> _Records to process_
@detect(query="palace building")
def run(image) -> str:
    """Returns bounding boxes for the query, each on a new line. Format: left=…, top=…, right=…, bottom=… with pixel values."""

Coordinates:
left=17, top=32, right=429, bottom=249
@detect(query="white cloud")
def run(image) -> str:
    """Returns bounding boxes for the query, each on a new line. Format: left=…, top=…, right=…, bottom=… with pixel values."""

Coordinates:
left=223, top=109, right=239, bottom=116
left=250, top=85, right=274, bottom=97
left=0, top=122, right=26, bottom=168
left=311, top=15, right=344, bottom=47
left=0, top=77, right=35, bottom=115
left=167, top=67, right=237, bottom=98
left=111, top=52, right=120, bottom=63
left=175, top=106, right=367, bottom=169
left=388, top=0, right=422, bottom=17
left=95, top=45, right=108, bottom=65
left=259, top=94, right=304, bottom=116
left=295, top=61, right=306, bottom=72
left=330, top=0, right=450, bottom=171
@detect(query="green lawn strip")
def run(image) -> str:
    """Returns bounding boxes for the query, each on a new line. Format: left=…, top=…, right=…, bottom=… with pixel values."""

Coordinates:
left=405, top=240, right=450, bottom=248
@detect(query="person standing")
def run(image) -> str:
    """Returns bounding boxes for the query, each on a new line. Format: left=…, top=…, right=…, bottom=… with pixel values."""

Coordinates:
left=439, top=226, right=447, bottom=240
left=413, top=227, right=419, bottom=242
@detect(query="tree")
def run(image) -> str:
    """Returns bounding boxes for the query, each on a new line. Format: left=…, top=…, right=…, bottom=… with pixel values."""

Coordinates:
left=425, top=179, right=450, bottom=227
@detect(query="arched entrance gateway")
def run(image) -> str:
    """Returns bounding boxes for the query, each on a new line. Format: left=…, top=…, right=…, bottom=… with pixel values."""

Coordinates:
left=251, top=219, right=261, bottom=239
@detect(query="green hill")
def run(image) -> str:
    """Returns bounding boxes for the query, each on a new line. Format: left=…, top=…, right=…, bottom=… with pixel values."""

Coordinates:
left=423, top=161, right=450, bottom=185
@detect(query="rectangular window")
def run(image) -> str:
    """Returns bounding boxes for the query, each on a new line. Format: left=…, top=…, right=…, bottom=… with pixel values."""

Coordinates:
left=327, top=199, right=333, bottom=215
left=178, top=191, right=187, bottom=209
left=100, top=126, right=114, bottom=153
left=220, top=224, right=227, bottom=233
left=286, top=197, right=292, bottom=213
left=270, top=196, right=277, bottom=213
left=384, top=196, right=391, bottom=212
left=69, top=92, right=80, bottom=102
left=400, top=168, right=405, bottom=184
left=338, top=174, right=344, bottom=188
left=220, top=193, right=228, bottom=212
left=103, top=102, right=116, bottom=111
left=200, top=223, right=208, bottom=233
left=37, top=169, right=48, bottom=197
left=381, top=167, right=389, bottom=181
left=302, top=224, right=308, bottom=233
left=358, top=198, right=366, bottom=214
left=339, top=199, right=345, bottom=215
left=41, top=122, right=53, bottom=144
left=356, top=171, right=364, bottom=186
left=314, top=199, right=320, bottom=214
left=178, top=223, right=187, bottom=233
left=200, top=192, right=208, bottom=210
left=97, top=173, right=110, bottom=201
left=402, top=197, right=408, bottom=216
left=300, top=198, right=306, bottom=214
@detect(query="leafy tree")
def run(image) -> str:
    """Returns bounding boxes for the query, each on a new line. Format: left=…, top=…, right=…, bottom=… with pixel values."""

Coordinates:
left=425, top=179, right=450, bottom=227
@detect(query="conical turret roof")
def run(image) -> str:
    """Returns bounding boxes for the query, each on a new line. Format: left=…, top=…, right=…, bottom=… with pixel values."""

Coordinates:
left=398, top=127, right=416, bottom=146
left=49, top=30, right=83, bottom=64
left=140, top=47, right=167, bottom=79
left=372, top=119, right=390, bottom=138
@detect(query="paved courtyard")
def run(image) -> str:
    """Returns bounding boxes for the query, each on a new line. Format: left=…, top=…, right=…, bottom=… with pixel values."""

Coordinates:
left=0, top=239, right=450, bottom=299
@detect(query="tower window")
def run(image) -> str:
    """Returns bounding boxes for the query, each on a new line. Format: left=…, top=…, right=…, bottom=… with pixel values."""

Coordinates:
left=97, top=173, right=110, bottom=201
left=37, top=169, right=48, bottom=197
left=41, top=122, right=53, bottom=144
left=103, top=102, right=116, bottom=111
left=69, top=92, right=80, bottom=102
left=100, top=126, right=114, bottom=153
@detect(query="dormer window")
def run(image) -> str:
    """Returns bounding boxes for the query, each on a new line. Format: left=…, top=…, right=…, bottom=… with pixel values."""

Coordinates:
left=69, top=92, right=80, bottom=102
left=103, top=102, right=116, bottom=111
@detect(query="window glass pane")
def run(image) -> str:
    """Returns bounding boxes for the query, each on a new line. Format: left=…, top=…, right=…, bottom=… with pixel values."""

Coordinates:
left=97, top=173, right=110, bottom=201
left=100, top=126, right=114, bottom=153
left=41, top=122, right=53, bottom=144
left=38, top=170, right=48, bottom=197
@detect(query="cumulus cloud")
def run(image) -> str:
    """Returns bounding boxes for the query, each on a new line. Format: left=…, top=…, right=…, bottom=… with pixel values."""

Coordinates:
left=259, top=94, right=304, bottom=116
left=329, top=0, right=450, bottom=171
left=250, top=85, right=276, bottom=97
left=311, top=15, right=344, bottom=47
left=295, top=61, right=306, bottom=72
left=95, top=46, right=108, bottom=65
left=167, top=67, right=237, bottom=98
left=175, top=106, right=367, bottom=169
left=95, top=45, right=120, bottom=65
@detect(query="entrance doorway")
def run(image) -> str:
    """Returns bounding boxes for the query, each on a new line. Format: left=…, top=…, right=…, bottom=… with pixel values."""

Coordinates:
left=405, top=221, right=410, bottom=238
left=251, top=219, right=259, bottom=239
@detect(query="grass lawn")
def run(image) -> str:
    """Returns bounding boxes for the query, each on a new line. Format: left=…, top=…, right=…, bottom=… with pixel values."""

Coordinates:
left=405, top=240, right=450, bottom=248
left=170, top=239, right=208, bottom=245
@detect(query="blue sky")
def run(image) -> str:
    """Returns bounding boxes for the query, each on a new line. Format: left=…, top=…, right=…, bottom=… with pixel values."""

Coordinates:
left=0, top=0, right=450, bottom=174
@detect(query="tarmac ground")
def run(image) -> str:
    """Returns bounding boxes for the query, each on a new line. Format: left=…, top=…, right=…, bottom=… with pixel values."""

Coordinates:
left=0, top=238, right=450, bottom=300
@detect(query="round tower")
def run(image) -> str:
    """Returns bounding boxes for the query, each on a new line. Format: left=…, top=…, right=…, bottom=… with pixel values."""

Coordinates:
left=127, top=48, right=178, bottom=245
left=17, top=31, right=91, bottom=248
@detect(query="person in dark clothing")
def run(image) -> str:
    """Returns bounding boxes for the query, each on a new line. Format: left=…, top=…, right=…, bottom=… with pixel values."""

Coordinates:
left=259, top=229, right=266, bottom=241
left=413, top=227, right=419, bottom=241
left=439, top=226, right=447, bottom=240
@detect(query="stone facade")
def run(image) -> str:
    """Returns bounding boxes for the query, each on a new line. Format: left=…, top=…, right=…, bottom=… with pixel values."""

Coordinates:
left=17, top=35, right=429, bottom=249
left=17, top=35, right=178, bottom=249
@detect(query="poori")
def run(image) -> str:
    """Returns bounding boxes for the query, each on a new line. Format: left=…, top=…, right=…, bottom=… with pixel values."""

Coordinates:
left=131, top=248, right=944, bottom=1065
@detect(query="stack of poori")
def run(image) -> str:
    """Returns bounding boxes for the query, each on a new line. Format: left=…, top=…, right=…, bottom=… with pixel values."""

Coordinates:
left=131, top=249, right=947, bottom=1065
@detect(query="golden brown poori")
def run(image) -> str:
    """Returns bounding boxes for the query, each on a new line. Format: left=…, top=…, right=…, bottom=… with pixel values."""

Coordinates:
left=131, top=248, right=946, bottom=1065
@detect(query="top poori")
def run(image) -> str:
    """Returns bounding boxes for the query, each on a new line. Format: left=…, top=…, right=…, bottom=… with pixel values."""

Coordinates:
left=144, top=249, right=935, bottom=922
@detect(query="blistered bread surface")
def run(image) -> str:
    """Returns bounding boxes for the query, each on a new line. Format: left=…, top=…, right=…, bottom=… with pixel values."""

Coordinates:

> _What to work on_
Find every line in the listing above that contains the word "poori" and copy each of those lines.

> _Worked solution_
@detect(query="poori")
@detect(query="stack of poori")
@detect(query="golden brown poori")
@detect(query="top poori")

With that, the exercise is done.